• **Work task**
Would you restate all of the entries verbatim, minus any images?

• **Referring expression pointing data**
+++
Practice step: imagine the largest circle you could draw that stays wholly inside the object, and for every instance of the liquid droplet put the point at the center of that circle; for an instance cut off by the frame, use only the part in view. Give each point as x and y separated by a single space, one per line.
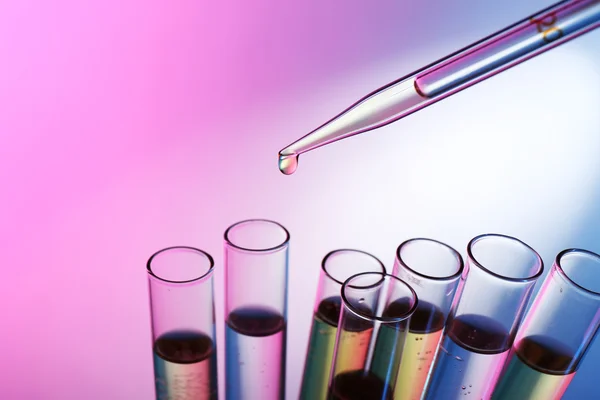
288 163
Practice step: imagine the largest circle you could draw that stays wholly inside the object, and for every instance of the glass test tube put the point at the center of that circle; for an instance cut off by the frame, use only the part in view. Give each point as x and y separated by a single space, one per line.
373 323
499 277
183 323
557 331
433 270
256 269
337 266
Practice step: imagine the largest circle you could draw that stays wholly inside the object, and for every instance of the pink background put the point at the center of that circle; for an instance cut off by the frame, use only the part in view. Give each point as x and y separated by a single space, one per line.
128 126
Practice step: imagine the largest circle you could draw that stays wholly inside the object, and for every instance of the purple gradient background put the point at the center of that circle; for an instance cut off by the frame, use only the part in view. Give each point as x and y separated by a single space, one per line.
128 126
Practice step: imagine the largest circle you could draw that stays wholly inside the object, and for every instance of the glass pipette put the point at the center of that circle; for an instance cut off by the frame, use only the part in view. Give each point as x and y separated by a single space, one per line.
489 56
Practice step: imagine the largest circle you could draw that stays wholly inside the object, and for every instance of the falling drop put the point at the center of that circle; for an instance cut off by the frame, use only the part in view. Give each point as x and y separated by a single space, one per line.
288 163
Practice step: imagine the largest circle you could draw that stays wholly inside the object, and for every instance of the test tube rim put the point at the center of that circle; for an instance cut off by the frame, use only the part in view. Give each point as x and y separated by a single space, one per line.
503 277
457 274
265 250
562 272
202 277
374 318
333 252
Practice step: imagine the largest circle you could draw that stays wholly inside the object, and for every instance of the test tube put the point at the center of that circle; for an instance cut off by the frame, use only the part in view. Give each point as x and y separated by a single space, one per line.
336 267
488 308
372 326
256 270
433 270
183 323
557 332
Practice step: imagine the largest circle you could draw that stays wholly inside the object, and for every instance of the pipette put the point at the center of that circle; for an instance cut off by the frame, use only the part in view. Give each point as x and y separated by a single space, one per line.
489 56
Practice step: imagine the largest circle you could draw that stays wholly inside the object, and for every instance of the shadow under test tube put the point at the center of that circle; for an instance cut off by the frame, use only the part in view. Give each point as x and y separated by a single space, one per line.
557 331
373 323
256 270
433 270
337 266
488 308
183 323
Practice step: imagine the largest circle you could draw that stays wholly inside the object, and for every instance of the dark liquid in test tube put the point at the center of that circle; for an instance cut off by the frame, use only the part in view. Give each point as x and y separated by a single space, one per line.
471 355
255 354
359 385
539 368
421 343
185 366
322 345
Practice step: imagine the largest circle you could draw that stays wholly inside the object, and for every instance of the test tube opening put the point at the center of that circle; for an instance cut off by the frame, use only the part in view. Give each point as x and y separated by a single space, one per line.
433 269
557 331
256 279
375 314
182 319
336 267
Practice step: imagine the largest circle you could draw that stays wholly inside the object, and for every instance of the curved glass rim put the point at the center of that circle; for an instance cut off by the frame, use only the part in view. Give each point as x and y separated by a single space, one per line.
264 250
434 278
166 249
559 257
505 278
333 252
370 317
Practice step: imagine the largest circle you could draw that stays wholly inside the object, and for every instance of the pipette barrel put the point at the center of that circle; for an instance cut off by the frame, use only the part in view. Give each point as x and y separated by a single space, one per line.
489 56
+++
• **Output for this task**
Practice step: imagine the largest circle you could draw that stays wholly inside the object, and for every instance of the liquid droplet put the point at the center of that circle; for an instance cut off by the frame, use only the part in view. Give each point as x and y separated by a single space, one per line.
288 163
Practice step: imagine the largest circle you could draw that stays wholly inside the object, and for every instance of the glass test tube put the point at the center of that circle; for an instance cut off by the frame, use only the part in view. Give each point as x and y separated by a single space, one per line.
373 323
499 277
183 323
557 331
433 270
256 269
337 266
Practice step: imagine the largest circle you could draw that stays wholly inside the object, and for every instance of the pink background put the point at the center of that circle; for an instance cut off by the frame, use only the part in view. Give each point as x and y separated by a single space, one per line.
128 126
Practice step: imagine the largest circle you could draw that stays wholly inside the object, and for every instance of the purple gradient background put the point at the center of that circle; for an instance cut off by the frame, use only the part in view. Give each point as x and y separated by a single space, one per line.
128 126
Practice step: imagine the largest circle you could draw that stays wholly inside the object, and for every instance of the glass pipette put the point at the center of that circle; for an instance cut off by the frame, use only the part in view. Give each point as x and y separated by a single space, one per line.
489 56
Practice step: imagine the largest circle you could draw that stays wholly inside the object, and for every instance of the falling drop put the point at the center of that circle; for an instance cut off by the frame, use only the part in view. Give each point as x and y separated by a single space, one per line.
288 163
Practice step: imagine the largest circle you could draw that stays wholly inside the object, and for every instance of the test tube rim put the point at the center of that circle; for an instance cut off by the frame, use only the part in view. Give each point as x and y separated by a single space, one per line.
503 277
457 274
265 250
562 272
202 277
374 318
333 252
Practice step: imagine the largest circle you could draw that stays wholly inside the object, and for every instance of the test tube put the point at the center of that circle; for an instance cut off by the frame, use only the part in view. Give each point as x and y separated by a single space, one per line.
336 267
488 308
372 326
256 270
433 270
183 323
557 332
Practice step: imagine the largest circle you could draw that stays wholly inside the object, and for every instance of the pipette put the point at the center of that circle; for an instance cut off by the frame, use only the part in view. Give each point as x and y separated by a single space, one per line.
489 56
Practice step: imagine the largest circle you could draw that stays wholly inside the object, and for every instance of the shadow under test tube put the point at the center of that circle; for an instance cut off by the frame, use only the part in view. Give each point as x and y separated by a single space, one per line.
557 331
373 323
256 270
433 270
337 266
488 308
183 323
Practice step: imagine the largest circle you could draw that stays wholly inside the object, and for every instance of the dark liquid in test tube put the point at the center of that circle; for an instance cut off by the frame, use only the part in view. Give each point as x and y separated by a single space, one per line.
471 355
255 354
359 385
539 368
421 343
185 366
322 345
Practice step: imagine the largest circle you could draw that stays wholly inside the object, and for every instance of the test tube opening put the point at the center of that circle; for an instance cut off by the frame, use only the part in view. Give each point as x and y separated by a single space, one per line.
433 269
557 331
256 279
375 314
182 319
336 267
Practice step: imagine the largest circle you could draw that stays wholly inside the object, and for every instance of the curved glass rim put the point at the center of that circle; for an instance cut off by the frame, use only the part in view. Give each point as x and y separated by a single space, one per line.
264 250
434 278
166 249
559 257
505 278
333 252
370 317
Practice step: imagine the largest circle you could draw that stays wholly inside the object, and for every instance of the pipette barrel put the point at the center of that circle; for an instance cut off by the frame, use only the part in view. Give each point as x and y separated by a single space, one per line.
489 56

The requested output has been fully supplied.